» What is required: For this exercise, copy each line of the records that contains the word "tail".

» Supplied data:
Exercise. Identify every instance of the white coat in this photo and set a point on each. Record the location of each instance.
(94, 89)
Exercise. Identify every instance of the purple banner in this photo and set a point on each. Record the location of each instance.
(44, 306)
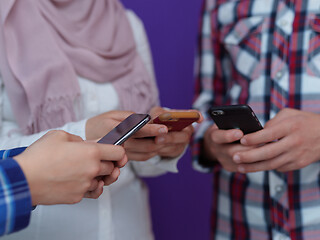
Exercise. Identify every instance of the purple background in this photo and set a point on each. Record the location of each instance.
(180, 203)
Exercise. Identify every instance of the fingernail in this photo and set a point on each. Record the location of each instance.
(160, 139)
(238, 135)
(162, 130)
(236, 158)
(241, 169)
(243, 141)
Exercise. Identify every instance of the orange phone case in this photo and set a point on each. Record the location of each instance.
(176, 121)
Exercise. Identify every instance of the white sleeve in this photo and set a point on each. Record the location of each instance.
(12, 140)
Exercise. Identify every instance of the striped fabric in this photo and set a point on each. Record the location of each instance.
(265, 53)
(15, 199)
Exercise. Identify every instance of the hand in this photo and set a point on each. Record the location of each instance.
(219, 145)
(61, 168)
(98, 126)
(154, 139)
(290, 141)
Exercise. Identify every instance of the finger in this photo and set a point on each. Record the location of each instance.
(95, 193)
(225, 136)
(106, 168)
(281, 116)
(142, 145)
(266, 135)
(122, 162)
(110, 152)
(262, 153)
(112, 177)
(271, 164)
(119, 115)
(174, 138)
(151, 130)
(172, 151)
(134, 156)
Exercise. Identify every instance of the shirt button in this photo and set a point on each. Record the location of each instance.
(283, 23)
(279, 74)
(283, 237)
(279, 188)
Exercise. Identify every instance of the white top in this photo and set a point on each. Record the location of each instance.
(122, 211)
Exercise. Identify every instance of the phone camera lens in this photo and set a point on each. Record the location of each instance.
(218, 112)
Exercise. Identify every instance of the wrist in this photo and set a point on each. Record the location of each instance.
(27, 170)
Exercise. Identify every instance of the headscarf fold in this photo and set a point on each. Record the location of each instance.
(46, 44)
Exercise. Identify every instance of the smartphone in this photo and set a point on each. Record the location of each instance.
(125, 129)
(235, 116)
(176, 121)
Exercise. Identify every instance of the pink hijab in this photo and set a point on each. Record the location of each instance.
(46, 44)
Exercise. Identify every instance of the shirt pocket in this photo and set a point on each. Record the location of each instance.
(313, 61)
(242, 40)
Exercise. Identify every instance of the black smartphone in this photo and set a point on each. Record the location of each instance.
(125, 129)
(235, 116)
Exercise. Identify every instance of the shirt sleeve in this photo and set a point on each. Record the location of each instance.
(211, 81)
(15, 198)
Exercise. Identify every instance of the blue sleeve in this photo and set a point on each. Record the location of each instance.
(15, 198)
(11, 152)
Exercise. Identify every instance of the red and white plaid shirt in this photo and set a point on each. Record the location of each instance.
(265, 53)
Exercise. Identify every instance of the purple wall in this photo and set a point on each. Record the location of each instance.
(180, 202)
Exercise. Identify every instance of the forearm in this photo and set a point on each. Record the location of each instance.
(11, 140)
(15, 204)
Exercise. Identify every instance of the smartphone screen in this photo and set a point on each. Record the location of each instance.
(235, 116)
(125, 129)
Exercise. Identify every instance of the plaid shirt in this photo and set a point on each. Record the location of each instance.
(265, 53)
(15, 199)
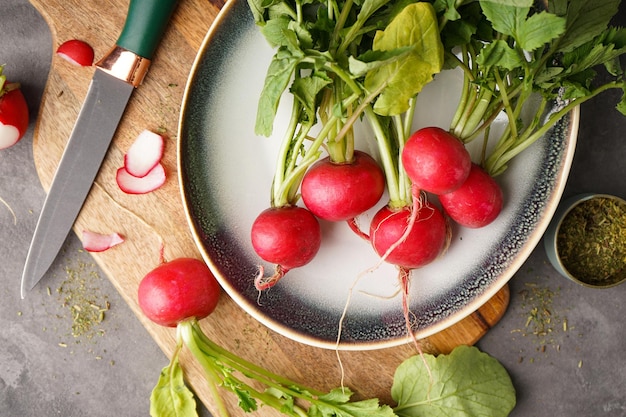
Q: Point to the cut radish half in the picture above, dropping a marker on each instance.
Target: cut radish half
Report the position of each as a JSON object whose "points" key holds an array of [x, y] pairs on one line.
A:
{"points": [[134, 185], [76, 52], [96, 242], [144, 154]]}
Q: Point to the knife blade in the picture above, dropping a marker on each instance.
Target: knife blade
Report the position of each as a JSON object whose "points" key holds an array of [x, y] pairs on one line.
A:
{"points": [[116, 76]]}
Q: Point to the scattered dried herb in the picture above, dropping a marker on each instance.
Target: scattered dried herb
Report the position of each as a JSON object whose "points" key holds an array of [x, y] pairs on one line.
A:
{"points": [[592, 241], [81, 296]]}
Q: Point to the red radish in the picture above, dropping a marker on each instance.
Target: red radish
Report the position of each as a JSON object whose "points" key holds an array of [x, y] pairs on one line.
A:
{"points": [[76, 52], [338, 192], [13, 112], [144, 154], [435, 160], [288, 236], [409, 238], [477, 202], [96, 242], [405, 242], [134, 185], [178, 290]]}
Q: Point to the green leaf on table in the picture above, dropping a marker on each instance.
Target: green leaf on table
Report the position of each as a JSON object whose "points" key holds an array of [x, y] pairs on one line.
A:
{"points": [[530, 32], [465, 383], [171, 397], [337, 403], [401, 79], [586, 20], [499, 54], [514, 3]]}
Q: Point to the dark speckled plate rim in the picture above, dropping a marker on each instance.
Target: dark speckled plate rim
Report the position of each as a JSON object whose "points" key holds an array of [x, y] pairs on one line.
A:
{"points": [[534, 218]]}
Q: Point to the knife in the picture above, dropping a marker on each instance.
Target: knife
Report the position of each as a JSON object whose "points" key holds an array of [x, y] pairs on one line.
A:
{"points": [[116, 76]]}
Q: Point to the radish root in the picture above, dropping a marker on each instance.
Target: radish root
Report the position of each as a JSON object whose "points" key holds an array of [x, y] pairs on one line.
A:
{"points": [[261, 282], [10, 210], [353, 224]]}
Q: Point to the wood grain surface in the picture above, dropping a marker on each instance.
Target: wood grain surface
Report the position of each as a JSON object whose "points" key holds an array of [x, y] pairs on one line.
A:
{"points": [[151, 220]]}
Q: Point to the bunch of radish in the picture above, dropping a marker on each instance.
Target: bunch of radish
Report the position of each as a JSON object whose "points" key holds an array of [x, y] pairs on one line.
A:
{"points": [[415, 168]]}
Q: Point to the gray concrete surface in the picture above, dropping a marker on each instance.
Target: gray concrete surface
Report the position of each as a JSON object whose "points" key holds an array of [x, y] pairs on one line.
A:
{"points": [[575, 369]]}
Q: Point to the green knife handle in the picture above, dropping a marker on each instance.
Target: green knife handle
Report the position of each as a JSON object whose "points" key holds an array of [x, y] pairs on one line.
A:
{"points": [[145, 24]]}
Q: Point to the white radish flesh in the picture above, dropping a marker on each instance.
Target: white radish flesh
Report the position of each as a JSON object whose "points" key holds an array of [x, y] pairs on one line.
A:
{"points": [[96, 242], [144, 154], [134, 185]]}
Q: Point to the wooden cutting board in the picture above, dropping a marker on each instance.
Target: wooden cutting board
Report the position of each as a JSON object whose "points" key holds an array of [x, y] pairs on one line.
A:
{"points": [[147, 221]]}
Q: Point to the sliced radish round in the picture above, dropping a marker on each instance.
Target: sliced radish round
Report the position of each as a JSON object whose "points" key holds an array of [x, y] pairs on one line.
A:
{"points": [[134, 185], [144, 154], [76, 52], [96, 242]]}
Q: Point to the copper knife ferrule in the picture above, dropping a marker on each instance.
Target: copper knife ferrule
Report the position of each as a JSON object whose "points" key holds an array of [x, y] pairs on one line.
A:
{"points": [[125, 65]]}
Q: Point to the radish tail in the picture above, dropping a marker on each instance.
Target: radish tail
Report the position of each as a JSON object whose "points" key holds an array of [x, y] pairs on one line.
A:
{"points": [[354, 226], [261, 282]]}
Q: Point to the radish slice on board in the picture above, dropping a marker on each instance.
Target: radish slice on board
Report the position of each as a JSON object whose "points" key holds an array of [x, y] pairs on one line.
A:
{"points": [[96, 242], [134, 185], [76, 52], [144, 154]]}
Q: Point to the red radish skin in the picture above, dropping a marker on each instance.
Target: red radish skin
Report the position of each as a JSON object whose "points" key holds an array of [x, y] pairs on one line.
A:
{"points": [[340, 192], [435, 160], [134, 185], [76, 52], [14, 116], [409, 238], [178, 290], [422, 244], [97, 242], [289, 237], [144, 154], [477, 203]]}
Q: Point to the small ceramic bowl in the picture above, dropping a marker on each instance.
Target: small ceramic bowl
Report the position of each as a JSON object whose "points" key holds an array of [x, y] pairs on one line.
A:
{"points": [[554, 245]]}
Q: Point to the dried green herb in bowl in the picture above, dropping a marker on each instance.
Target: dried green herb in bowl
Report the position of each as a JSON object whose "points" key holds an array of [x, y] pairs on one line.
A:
{"points": [[586, 241]]}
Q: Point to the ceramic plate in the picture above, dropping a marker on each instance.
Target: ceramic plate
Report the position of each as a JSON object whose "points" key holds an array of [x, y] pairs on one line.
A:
{"points": [[225, 175]]}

» Answer space:
Q: Point to the radish tail in the picture above, dropping a marker on each instance.
Target: radish tail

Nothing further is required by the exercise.